### Your assignment:
The answer must be an exact copy of the records, with every picture left out.

### Data for analysis:
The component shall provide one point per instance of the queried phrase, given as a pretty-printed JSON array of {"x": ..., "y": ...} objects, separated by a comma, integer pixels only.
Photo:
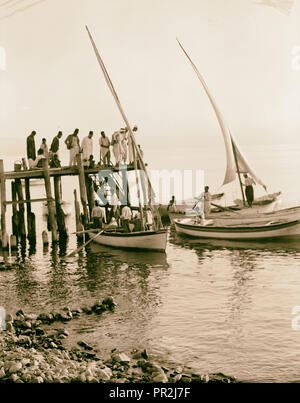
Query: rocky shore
[{"x": 32, "y": 350}]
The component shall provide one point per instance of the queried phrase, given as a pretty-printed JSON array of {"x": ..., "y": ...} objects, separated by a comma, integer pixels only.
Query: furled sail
[
  {"x": 241, "y": 163},
  {"x": 230, "y": 174}
]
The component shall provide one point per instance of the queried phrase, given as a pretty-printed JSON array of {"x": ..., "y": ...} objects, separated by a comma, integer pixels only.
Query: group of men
[
  {"x": 121, "y": 144},
  {"x": 125, "y": 217}
]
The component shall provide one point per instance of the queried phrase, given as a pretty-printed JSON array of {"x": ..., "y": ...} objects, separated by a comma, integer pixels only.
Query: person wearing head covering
[
  {"x": 249, "y": 189},
  {"x": 115, "y": 142},
  {"x": 31, "y": 154},
  {"x": 124, "y": 145},
  {"x": 87, "y": 148},
  {"x": 44, "y": 147},
  {"x": 126, "y": 217},
  {"x": 130, "y": 147},
  {"x": 54, "y": 148},
  {"x": 97, "y": 215},
  {"x": 74, "y": 146},
  {"x": 207, "y": 201},
  {"x": 104, "y": 149}
]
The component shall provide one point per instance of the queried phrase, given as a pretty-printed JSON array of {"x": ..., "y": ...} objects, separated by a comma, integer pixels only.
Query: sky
[{"x": 244, "y": 50}]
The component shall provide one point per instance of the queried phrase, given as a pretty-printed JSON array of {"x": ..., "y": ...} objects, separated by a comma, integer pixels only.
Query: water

### Written solution:
The component shall provide one point per instance of the queried phrase, given as a pretty-printed JSON array of {"x": ..., "y": ...} objects, separated by a comma, integer pixels only.
Photo:
Query: rocky shore
[{"x": 32, "y": 350}]
The component shall provide one point per instance of the queried phrase, given as a pretty-printed JSON array of {"x": ..., "y": ...} objects, separated by a comma, integer pixels only.
Query: furled sail
[
  {"x": 241, "y": 163},
  {"x": 230, "y": 174}
]
The component shall provide one point per instance of the queried phrase, given as a pretty-printed JSON array of {"x": ..., "y": ...} objects, separated by a comma, integer pixels only.
Query: group of men
[
  {"x": 121, "y": 144},
  {"x": 125, "y": 217}
]
The component shall provide one point per instance of the queried phrase, given as a pretty-printed JSON array of {"x": ..., "y": ...} objects, separated by a comma, integer pixels only.
Query: person wearing head covering
[
  {"x": 249, "y": 189},
  {"x": 115, "y": 142},
  {"x": 31, "y": 154},
  {"x": 124, "y": 145},
  {"x": 87, "y": 148},
  {"x": 44, "y": 147},
  {"x": 126, "y": 217},
  {"x": 130, "y": 147},
  {"x": 54, "y": 148},
  {"x": 97, "y": 215},
  {"x": 74, "y": 146},
  {"x": 207, "y": 201},
  {"x": 104, "y": 149}
]
The component shall provide one point per instance of the queried phrase, given as a pretty-printed JSON array of {"x": ..., "y": ...} objects, separated by a comma, integer pixels only.
Query: sky
[{"x": 244, "y": 50}]
The component shall provide one point per instance of the queried phrase, given as a pretty-printed JSON array of {"x": ..., "y": ...} objects, separated by a comma, integer pixels only.
Query: water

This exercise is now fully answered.